__Using the information__.
1. From the excerpt about Mark's childhood, repeat the passage starting with "All quiet. Mark" and going on through "heard a sob.".
2. In the excerpt about Mark's childhood, name every household item described as thrown, ripped, flung, kicked over, or smashed in the room Mark peeks into.

__Excerpt to read__.
******

Fred screaming. Their mother begging him to stop. Then her screaming
too. This went on for 20 minutes until finally his father stormed out.
All quiet. Mark stole up the stairs, afraid his father would come back. He
peeked in. (At this point, Mark's voice breaks. It takes him a long time
to describe this, speaking in short phrases, interrupted by long pauses
to control his emotions.) The mattress was thrown from the bed. Sheets
were ripped away. Drawers were flung out of the dresser, and the dresser
kicked over. Lamps and tables, everything was smashed and strewn about
the room. "Mom?" he called. He couldn't see her. "Mom?" Mark heard a sob.
Then a long, low agony moan. He walked stiffly into the mess. Picked his
way across the floor. In the corner, behind an open closet door, he
found his mother cowering. Her face in her hands as the sobs wracked her
body, she told her frightened child over and over: "I can't take this
anymore...I can't take this anymore...I can't take it...I don't know
what I'm going to do..." For awhile she did nothing. Mark remembers there were times when his mother would get out
and go to the store, especially when his father was asleep: "She'd go to
Butler's IGA. And after she'd go to the bowling alley and the little
coffee shop there. Four or five times I saw her in there when she didn't
know I did. It made me feel sad, because it was such a lonely thing to
see her, sitting with that coffee and donut, and know it was her safe
harbor, the only time she had alone. She looked so unhappy and
despairing, sitting there staring at nothing, the coffee getting cold
and the donut untouched." Then one winter Saturday afternoon when Mark
was 9 years old, his mother called him over to her. She whispered: "I've
had it. I can't take it. Would you get the children's clothes and load
as much as you can in the trunk and the back seat?" Mark packed the clothes in the old white Fairlane 4-door. When
the pastor, luxuriating in his bed upstairs, fell asleep around 4 p.m.,
their mother came down softly. She had Mark gather the rest of the kids.

******

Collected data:
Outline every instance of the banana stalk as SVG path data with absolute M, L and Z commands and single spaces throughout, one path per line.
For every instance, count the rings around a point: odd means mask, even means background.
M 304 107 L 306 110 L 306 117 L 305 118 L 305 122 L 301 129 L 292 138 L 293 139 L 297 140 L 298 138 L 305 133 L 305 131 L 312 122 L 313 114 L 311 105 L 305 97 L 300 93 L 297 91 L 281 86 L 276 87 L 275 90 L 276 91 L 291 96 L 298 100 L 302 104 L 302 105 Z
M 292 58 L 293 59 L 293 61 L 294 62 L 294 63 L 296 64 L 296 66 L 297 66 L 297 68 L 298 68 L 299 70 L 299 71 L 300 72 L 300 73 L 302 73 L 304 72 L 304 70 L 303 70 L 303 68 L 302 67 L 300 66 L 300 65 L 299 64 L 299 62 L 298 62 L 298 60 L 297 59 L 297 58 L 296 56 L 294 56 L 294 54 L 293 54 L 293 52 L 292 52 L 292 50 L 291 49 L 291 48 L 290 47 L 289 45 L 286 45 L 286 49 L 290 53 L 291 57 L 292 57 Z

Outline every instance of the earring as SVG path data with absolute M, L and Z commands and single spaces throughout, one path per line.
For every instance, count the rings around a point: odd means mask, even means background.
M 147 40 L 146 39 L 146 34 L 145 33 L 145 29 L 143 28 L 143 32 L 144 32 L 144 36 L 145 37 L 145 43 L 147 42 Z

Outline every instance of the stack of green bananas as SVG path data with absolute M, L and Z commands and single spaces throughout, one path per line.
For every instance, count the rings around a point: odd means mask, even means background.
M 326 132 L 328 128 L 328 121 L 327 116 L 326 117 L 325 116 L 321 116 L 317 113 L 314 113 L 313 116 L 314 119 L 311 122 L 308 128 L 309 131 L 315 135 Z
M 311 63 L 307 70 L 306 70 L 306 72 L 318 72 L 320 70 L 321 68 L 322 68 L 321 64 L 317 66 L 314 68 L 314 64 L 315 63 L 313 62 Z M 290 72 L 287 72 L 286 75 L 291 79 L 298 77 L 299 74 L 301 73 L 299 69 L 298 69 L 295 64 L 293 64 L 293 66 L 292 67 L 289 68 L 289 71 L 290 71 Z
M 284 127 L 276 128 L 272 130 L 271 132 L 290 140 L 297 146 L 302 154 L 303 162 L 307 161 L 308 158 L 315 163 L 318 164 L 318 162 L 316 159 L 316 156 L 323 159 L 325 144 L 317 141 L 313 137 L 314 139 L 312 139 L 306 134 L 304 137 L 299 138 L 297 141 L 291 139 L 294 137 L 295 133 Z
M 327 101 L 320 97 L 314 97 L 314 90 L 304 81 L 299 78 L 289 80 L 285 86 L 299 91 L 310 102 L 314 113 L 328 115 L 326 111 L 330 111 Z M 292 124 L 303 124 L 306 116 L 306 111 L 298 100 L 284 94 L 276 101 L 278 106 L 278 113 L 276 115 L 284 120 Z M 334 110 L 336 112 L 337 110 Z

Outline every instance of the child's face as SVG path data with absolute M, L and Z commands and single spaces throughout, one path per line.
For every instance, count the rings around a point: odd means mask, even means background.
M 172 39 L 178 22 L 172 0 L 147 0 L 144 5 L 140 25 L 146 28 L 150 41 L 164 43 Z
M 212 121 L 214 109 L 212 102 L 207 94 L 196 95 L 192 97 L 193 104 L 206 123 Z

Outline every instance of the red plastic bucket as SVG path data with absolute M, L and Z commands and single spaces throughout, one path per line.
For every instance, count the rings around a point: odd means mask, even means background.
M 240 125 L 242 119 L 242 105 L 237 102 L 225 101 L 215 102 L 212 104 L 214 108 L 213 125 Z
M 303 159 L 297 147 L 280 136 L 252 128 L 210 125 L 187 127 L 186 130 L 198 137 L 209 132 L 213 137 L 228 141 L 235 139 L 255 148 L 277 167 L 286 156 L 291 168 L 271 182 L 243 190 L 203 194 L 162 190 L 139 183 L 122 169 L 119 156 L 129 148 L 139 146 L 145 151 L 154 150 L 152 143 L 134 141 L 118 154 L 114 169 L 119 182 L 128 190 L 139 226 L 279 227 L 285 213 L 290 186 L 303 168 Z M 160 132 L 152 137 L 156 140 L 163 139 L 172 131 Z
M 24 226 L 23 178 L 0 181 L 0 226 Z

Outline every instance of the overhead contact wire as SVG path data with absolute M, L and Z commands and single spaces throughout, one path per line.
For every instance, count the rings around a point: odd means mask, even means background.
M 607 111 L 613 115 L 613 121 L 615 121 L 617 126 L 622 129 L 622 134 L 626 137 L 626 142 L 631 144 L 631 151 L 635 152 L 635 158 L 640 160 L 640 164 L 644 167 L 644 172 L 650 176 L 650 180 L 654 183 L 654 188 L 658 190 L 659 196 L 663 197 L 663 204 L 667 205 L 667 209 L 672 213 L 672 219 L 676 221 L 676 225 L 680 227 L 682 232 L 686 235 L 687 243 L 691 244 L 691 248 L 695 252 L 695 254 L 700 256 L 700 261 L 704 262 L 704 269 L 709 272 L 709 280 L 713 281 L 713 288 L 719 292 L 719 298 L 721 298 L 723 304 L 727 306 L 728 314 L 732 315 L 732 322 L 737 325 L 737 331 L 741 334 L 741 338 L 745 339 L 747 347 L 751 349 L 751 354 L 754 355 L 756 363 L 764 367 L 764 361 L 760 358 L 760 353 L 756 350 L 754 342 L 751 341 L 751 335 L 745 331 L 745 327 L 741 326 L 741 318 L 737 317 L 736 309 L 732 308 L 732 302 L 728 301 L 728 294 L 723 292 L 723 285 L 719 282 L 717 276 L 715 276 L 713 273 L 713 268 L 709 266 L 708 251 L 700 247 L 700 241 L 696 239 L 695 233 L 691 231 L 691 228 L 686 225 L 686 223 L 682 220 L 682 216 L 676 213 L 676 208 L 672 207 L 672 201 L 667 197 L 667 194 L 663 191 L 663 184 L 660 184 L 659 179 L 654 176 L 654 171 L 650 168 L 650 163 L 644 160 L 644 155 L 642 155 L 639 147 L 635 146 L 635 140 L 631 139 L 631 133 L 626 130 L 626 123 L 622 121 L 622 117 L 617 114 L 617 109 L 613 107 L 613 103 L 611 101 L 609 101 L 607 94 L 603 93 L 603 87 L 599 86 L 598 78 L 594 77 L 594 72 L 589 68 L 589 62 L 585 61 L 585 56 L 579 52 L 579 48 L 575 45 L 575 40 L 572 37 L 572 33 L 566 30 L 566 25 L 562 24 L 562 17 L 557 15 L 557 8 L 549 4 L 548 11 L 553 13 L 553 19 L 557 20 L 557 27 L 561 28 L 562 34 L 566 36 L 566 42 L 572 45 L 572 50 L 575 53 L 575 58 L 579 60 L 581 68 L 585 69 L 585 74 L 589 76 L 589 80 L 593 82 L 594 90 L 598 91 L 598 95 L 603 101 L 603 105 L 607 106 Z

******

__Per-task outputs__.
1.
All quiet. Mark stole up the stairs, afraid his father would come back. He
peeked in. (At this point, Mark's voice breaks. It takes him a long time
to describe this, speaking in short phrases, interrupted by long pauses
to control his emotions.) The mattress was thrown from the bed. Sheets
were ripped away. Drawers were flung out of the dresser, and the dresser
kicked over. Lamps and tables, everything was smashed and strewn about
the room. "Mom?" he called. He couldn't see her. "Mom?" Mark heard a sob.

2.
- The mattress
- The sheets
- The drawers
- The dresser
- The lamps
- The tables